── QUOTED TEXT

Friday, June 19, 2015

Running the FF32 from Python in Windows environment

I recently discovered the Flyfish-tech FF32 device, which fulfills some functionality that I've wanted for a long time - easily interfacing programs on my Windows machine (Python scripts) with low-level communications (I2C, SPI, bit banging, ADC). This sort of thing can also be accomplished with FTDI chips but there's some extra go-betweens with the serial communcation, so I was very excited to find these parts. Unfortunately, the Python examples provided are meant to run under Linux, and it took me the better part of a day messing around with it to get it to operate under Windows. I'm writing this quick post as a guide for anyone else who might attempt this so they can avoid the same frustration. I've checked that this method works in Windows 7 and Windows 8 with Python 3.4.3 with the FF32 on firmware v0.5. I am a complete beginner with both Python and USB, so this may be obvious to others; it's written for the self-taught people like me who don't have a clue until they slog through hours of trial and error.

────

== SHORT EXERCISE A ==
Count the lines in the entries that contain the string "hair", treating uppercase and lowercase as different. Reply with the number alone.
The entries that follow have no connection to the post about running the FF32 from Python on Windows.

── DATA PROVIDED

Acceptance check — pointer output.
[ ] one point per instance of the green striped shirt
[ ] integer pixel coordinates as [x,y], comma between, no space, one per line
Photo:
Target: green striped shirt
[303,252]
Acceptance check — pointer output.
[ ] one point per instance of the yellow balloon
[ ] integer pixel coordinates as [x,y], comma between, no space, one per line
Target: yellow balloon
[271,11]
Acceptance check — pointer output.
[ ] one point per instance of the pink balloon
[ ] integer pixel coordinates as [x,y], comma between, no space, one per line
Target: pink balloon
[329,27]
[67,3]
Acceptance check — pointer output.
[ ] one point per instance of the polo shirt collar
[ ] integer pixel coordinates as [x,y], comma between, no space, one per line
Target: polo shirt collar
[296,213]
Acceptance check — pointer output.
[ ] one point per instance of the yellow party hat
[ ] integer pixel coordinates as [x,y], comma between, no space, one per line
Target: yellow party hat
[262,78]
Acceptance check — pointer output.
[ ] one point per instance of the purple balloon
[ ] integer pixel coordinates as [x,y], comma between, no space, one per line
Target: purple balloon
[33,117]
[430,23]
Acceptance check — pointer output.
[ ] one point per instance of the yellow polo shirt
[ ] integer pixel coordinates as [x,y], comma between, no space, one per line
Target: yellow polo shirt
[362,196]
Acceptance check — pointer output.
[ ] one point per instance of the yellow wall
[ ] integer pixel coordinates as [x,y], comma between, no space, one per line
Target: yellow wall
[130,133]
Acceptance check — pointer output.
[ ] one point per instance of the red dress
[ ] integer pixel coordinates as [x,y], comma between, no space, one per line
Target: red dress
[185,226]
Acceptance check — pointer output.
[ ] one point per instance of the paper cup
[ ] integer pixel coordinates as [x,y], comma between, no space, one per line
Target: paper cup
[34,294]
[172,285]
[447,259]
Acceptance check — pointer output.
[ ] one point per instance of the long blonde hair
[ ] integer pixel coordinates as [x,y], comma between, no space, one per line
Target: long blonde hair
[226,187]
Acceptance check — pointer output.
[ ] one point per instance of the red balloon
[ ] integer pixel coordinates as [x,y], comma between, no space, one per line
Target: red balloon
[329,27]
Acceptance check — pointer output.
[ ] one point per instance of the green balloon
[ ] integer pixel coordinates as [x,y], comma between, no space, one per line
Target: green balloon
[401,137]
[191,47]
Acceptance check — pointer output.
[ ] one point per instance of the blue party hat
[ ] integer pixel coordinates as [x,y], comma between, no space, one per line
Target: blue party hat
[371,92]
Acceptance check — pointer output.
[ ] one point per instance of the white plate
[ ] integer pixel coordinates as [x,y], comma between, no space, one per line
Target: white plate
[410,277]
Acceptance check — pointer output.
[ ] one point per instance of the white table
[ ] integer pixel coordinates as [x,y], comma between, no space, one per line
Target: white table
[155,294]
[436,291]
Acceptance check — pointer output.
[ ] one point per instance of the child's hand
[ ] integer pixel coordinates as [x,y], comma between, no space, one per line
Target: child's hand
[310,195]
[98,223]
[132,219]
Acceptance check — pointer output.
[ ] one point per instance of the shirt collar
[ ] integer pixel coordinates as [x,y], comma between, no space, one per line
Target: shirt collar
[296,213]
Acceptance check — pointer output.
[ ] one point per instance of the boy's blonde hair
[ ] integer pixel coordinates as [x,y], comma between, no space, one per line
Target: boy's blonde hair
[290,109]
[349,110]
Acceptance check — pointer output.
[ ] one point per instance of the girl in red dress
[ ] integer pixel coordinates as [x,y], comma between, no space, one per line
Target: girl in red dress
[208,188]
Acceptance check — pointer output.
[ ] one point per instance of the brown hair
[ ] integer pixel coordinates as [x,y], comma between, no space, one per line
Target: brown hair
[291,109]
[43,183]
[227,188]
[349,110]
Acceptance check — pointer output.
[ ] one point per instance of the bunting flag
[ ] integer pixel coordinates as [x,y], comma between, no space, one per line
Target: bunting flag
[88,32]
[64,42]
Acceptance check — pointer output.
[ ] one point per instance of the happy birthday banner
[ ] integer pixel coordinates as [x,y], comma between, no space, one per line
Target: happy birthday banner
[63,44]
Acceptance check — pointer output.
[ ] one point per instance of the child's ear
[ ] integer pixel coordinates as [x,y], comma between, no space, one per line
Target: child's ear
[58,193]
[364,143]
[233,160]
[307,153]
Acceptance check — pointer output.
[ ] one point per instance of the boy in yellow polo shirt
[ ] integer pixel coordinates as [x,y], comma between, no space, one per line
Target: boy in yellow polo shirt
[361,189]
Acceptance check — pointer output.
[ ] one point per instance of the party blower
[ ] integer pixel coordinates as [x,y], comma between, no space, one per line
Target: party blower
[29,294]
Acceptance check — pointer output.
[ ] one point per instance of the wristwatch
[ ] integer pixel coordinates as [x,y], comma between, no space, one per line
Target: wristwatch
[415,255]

────

== SHORT EXERCISE B ==
List every kind of low-level communication named in the post about running the FF32 from Python on Windows.

== EXPECTED OUTPUT A ==
6

== EXPECTED OUTPUT B ==
I2C
SPI
bit banging
ADC